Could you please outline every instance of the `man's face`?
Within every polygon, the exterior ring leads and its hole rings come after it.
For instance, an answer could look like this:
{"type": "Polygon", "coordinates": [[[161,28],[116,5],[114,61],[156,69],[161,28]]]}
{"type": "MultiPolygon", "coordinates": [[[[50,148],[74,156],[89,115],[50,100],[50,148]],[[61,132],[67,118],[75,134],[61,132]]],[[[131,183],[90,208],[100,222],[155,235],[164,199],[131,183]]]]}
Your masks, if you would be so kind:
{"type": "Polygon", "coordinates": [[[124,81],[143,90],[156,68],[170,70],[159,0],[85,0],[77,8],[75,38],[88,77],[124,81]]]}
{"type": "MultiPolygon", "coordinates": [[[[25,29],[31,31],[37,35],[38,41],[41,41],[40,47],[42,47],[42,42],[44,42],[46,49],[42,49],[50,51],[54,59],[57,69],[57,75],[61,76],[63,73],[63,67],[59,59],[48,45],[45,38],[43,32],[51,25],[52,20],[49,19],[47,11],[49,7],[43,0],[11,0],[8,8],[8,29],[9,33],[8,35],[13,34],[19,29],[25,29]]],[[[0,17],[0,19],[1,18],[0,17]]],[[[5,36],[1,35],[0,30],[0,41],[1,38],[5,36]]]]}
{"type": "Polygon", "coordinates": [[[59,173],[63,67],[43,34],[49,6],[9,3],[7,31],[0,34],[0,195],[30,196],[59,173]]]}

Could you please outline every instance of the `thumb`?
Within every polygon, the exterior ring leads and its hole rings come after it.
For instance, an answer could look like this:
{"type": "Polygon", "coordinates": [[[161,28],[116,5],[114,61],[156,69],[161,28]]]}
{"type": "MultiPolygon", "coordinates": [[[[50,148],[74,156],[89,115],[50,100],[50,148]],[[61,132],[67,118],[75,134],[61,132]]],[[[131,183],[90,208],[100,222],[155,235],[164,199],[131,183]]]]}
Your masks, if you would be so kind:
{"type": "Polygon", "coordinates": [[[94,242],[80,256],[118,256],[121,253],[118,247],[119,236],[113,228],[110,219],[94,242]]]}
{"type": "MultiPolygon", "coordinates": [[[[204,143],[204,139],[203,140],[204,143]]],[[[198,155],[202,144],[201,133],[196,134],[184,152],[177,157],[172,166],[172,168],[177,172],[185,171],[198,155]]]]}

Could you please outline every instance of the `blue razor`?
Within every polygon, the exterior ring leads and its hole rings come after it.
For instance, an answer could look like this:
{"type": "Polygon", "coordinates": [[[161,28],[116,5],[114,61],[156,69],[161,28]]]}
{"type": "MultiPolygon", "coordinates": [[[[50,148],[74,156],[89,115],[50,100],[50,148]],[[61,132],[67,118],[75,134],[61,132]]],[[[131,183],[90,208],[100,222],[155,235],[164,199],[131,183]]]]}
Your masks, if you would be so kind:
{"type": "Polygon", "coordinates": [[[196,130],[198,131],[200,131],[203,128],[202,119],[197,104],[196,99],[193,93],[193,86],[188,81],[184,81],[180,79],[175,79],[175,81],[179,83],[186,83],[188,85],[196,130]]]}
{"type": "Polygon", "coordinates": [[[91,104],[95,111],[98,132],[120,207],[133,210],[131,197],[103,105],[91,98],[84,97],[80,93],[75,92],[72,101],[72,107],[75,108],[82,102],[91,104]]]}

# [Task prompt]
Return each line of the material that contains the word "outline", matching case exactly.

# [Result of this exercise]
Could you please outline every instance of the `man's face`?
Could you please outline every instance of the `thumb`?
Could you please outline every instance of the `blue razor`?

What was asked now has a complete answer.